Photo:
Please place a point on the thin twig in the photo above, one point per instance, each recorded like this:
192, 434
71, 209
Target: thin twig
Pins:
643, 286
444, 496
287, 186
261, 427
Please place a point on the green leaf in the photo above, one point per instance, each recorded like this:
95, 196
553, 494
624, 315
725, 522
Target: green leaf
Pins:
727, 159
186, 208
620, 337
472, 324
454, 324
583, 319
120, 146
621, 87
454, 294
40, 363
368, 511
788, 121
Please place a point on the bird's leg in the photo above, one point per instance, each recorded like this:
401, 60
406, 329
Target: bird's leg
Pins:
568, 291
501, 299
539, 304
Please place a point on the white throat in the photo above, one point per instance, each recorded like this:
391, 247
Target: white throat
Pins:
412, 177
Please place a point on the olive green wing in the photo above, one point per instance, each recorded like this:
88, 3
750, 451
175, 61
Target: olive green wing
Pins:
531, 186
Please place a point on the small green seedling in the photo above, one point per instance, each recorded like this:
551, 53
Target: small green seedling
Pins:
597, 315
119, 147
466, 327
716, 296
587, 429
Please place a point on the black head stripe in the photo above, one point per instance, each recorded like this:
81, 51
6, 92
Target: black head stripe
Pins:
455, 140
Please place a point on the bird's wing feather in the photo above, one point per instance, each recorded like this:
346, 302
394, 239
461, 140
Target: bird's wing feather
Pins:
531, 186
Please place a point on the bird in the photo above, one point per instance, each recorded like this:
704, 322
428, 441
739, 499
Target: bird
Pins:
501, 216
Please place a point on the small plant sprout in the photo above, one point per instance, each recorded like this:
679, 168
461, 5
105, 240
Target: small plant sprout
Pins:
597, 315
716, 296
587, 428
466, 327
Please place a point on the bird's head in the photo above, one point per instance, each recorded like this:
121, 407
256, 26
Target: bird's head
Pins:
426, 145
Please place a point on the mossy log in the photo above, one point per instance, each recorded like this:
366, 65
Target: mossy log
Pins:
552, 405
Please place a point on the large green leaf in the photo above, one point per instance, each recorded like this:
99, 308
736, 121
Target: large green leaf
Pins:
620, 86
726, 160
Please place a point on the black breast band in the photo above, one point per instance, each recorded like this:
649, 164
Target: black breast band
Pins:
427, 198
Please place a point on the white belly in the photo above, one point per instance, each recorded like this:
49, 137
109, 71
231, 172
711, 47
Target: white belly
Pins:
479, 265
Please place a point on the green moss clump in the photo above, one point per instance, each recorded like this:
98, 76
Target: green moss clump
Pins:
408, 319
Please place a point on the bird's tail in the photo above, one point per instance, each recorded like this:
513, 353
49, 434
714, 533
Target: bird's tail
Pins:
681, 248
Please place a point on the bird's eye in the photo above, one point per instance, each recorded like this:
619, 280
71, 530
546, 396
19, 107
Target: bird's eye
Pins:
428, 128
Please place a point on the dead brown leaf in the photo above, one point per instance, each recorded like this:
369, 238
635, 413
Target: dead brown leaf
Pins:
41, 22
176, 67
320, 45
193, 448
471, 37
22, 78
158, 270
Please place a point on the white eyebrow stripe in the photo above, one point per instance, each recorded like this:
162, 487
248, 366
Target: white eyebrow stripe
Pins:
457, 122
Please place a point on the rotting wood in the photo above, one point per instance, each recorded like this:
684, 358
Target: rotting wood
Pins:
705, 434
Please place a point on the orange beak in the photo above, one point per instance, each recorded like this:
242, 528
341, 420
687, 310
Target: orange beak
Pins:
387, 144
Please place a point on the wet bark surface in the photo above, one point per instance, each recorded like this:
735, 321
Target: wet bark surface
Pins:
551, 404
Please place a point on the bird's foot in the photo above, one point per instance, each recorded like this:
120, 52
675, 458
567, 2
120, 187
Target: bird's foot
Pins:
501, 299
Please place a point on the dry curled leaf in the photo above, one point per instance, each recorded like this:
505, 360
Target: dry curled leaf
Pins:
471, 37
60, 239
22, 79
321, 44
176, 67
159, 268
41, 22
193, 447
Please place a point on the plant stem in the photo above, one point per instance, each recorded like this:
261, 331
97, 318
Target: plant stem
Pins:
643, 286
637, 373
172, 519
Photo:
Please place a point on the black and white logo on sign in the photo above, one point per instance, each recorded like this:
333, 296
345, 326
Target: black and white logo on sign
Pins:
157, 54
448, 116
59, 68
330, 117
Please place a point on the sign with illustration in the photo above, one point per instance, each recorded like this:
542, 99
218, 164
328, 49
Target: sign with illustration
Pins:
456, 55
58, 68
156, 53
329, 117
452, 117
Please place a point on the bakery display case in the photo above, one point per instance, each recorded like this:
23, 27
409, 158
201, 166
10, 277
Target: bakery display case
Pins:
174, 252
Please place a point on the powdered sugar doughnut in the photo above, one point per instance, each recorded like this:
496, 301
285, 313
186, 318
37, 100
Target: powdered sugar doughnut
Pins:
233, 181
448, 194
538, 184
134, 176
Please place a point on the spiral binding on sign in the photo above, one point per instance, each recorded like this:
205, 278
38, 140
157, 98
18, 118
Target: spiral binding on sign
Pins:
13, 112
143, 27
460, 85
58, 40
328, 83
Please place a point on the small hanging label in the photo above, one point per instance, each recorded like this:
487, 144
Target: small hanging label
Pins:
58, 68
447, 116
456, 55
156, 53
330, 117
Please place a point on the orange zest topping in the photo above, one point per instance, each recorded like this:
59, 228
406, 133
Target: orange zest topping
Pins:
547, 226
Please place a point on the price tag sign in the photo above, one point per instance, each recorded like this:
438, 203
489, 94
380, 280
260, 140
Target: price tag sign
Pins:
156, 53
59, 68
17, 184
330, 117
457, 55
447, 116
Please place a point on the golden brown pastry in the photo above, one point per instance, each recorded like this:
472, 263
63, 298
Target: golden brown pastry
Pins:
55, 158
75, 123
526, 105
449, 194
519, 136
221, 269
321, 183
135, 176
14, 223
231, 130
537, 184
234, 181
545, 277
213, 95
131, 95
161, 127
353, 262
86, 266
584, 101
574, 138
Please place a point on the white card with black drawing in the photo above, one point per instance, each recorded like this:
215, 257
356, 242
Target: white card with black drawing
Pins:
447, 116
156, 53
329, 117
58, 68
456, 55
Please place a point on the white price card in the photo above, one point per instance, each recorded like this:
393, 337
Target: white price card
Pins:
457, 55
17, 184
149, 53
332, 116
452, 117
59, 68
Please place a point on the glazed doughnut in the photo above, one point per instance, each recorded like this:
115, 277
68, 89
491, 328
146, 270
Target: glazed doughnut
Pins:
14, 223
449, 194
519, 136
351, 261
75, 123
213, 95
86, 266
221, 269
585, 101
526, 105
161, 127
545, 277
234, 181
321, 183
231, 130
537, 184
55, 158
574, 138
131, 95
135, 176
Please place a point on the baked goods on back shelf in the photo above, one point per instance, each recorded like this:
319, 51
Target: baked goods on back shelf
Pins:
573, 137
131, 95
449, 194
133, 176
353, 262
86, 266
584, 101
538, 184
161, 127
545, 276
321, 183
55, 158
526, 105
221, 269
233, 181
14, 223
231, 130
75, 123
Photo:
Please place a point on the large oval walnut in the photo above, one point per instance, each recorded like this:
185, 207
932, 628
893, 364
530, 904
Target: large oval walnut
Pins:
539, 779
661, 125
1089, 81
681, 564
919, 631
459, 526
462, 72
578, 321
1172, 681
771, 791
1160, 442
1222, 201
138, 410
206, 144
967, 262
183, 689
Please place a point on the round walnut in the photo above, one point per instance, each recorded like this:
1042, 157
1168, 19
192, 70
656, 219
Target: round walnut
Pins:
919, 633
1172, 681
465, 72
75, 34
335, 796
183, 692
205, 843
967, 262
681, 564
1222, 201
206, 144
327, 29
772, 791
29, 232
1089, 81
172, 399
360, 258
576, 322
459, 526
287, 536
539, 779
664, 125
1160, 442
════════════════
**Goal**
Return all of the entries exactly as they were supplied.

**Answer**
Photo:
Please place a point on the thin twig in the photo above, one point per instance, each recorded like this:
192, 434
71, 209
Target: thin twig
Pins:
643, 286
444, 496
287, 186
261, 427
Please place a point on the green leaf in the photo above, one point per instance, each recorded like this:
95, 196
553, 494
624, 315
725, 522
Target: green leaf
Pins:
727, 159
186, 208
620, 337
472, 324
454, 324
583, 319
120, 146
621, 87
454, 294
40, 363
368, 511
788, 121
Please place a point on the bird's leg in the photo above, one point per instance, each recorded like this:
401, 60
406, 329
Target: bird's leg
Pins:
568, 291
501, 299
539, 304
Please place a point on the white throat in the photo above, one point per instance, each recorded like this:
391, 247
Target: white throat
Pins:
412, 177
Please place a point on the olive green wing in the photo above, one point per instance, each recorded like this:
88, 3
750, 451
175, 61
Target: olive green wing
Pins:
531, 186
Please place a point on the small green seedling in the photo above, one point per instance, each recorded like this:
551, 53
Target: small green seedling
Pins:
597, 315
119, 147
466, 327
716, 296
587, 429
Please place a point on the black head stripe in the photo above, one point per instance, each recorded like this:
81, 51
6, 92
Target: black head stripe
Pins:
455, 140
Please place a point on the bird's wing feather in the photo above, one point per instance, each recorded like this:
346, 302
394, 239
461, 140
Target: bird's wing feather
Pins:
531, 186
Please place a point on the bird in the photo above, one point per instance, each recorded like this:
704, 322
428, 441
739, 499
Target: bird
Pins:
501, 216
Please place a point on the small plant sprout in the photo above, one point per instance, each recorded like this:
679, 168
461, 5
105, 240
Target: small plant sprout
Pins:
597, 315
716, 296
587, 428
466, 327
Please place a point on the bird's head in the photo above, one point per instance, each recorded like this:
121, 407
256, 26
Target: bird's head
Pins:
426, 145
Please place a point on the mossy log in the photo above, one point per instance, each recorded like this:
366, 65
Target: mossy log
Pins:
552, 405
Please place a point on the large green leaf in the photo above, one point per instance, each recorded like this:
99, 308
736, 121
Target: large green leaf
Pins:
620, 86
726, 160
Please place a point on the black breast band in the photo above, one point per instance, each recorded like this:
649, 164
Target: black breast band
Pins:
427, 198
Please place a point on the white belly in the photo above, one point per instance, each recorded like this:
49, 137
109, 71
231, 172
711, 47
Target: white belly
Pins:
479, 265
Please place a point on the green moss clump in the photo above, one point per instance, each recorded like this:
98, 76
Target: green moss clump
Pins:
408, 319
Please place a point on the bird's tail in the photo above, one point per instance, each recorded like this:
513, 353
49, 434
714, 533
Target: bird's tail
Pins:
681, 248
Please place a point on the bird's eye in the photo above, one point per instance, each recorded like this:
619, 280
71, 530
546, 396
19, 107
Target: bird's eye
Pins:
428, 128
Please place a point on the dead brown leaf in the photo above, one point per instance, each recorded like this:
369, 238
635, 413
Target: dead brown leaf
Pins:
41, 22
176, 67
320, 45
193, 448
471, 37
22, 78
158, 270
Please place a point on the white eyebrow stripe in the photo above, one point per instance, each recorded like this:
162, 487
248, 366
Target: white eyebrow stripe
Pins:
457, 122
Please place a point on the rotting wood in the photo above, one point per instance, each recorded like this:
684, 358
Target: rotting wood
Pins:
705, 434
Please place a point on the orange beak in the photo above, one point per instance, each recorded like this:
242, 528
341, 420
687, 310
Target: orange beak
Pins:
387, 144
Please place a point on the wet bark surface in the photo above, one point per instance, each recorded like this:
735, 321
Target: wet bark surface
Pins:
551, 404
Please place a point on the bird's foot in the photo above, one point per instance, each recorded like this:
120, 52
675, 458
567, 2
120, 187
Target: bird's foot
Pins:
501, 299
Please place a point on the dry curled leaf in the photo above, one point per instance, each recorded like this:
505, 360
Target: dry curled leaf
Pins:
471, 37
60, 239
22, 79
321, 44
176, 67
159, 268
41, 22
193, 447
Please place a point on the plant stem in the photo above, one point per instance, each recorded like this:
261, 331
97, 318
Target: plant stem
Pins:
643, 286
637, 373
172, 519
Photo:
Please place a point on the black and white logo on sign in the photo above, one point per instance, each recorded like this:
333, 296
345, 326
Target: black and white logo on sign
Pins:
157, 54
448, 116
59, 68
330, 117
Please place a point on the sign with illustration in the photo above, one point per instance, each recorded like this:
542, 99
218, 164
328, 49
Target: sign with illustration
Pins:
456, 55
58, 68
156, 53
329, 117
452, 117
Please place a point on the bakery display case in the photo above, one point per instance, each recorded like this:
23, 27
409, 158
201, 166
10, 277
Target: bakery display case
Pins:
174, 252
Please place a point on the powdered sugar doughnut in the photo above, one point per instance, each recorded like this:
496, 301
285, 313
186, 318
37, 100
Target: powdered sugar doughnut
Pins:
233, 181
448, 194
538, 184
134, 176
Please place a point on the spiral binding on sign in the photo above, one point per instance, each recorded like this:
205, 278
38, 140
157, 98
18, 118
Target: spiral binding on sign
Pins:
13, 112
143, 27
460, 85
58, 40
328, 83
Please place a point on the small hanging label in the photo above, one point per instance, each recorded like this:
487, 144
Target: small hanging label
Pins:
58, 68
447, 116
456, 55
156, 53
330, 117
Please place a point on the orange zest topping in the photo above, one point per instance, each recorded like this:
59, 228
406, 133
Target: orange zest topping
Pins:
547, 226
Please place a point on the price tag sign in the photo above, one point per instance, each recorded like this:
438, 203
489, 94
380, 280
260, 140
Target: price tag sign
Pins:
156, 53
59, 68
17, 184
330, 117
457, 55
447, 116
Please place a point on the golden brown pastry in the photo above, one point per instance, each recorded like this:
472, 263
63, 298
Target: golden brown pastry
Pins:
55, 158
75, 123
526, 105
449, 194
519, 136
221, 269
321, 183
135, 176
14, 223
231, 130
537, 184
234, 181
545, 277
213, 95
131, 95
161, 127
353, 262
86, 266
584, 101
574, 138
Please place a point on the white card with black drawing in the photo above, one point per instance, each recorded like this:
215, 257
356, 242
Target: white card with black drawing
Pins:
447, 116
156, 53
329, 117
58, 68
456, 55
Please place a point on the white price card in the photo above, one point per instance, each recorded like this:
393, 337
Target: white price card
Pins:
457, 55
17, 184
149, 53
332, 116
452, 117
59, 68
Please place a point on the glazed doughnut in the photo above, one point per instance, each recorded like this:
115, 277
68, 89
491, 328
146, 270
Target: glazed doughnut
Pins:
14, 223
449, 194
519, 136
351, 261
75, 123
213, 95
86, 266
221, 269
585, 101
526, 105
161, 127
545, 277
234, 181
321, 183
231, 130
537, 184
55, 158
574, 138
131, 95
135, 176
Please place a point on the baked goods on back shelf in the photo above, one point per instance, each recorded like this:
319, 51
Target: baked goods on back shelf
Pins:
573, 137
131, 95
449, 194
133, 176
353, 262
86, 266
584, 101
538, 184
161, 127
545, 276
321, 183
55, 158
526, 105
221, 269
233, 181
14, 223
231, 130
75, 123
Photo:
Please place a point on the large oval walnut in the photo above, one point per instance, each recorded like this:
185, 207
932, 628
893, 364
530, 904
Target: large oval walnut
Pins:
539, 779
661, 125
1089, 81
681, 564
919, 631
459, 526
462, 72
578, 321
1172, 681
771, 791
1160, 442
1222, 201
138, 410
206, 144
967, 262
183, 689
Please place a point on the round walnut in the photo above, one point per instance, each recorded like this:
1042, 157
1168, 19
192, 70
656, 219
Target: round walnut
Pins:
919, 633
1172, 681
465, 72
75, 34
335, 796
183, 692
205, 843
967, 262
681, 564
1222, 201
206, 144
327, 29
772, 791
29, 232
1089, 81
172, 399
360, 258
576, 322
459, 526
287, 536
539, 779
664, 125
1160, 442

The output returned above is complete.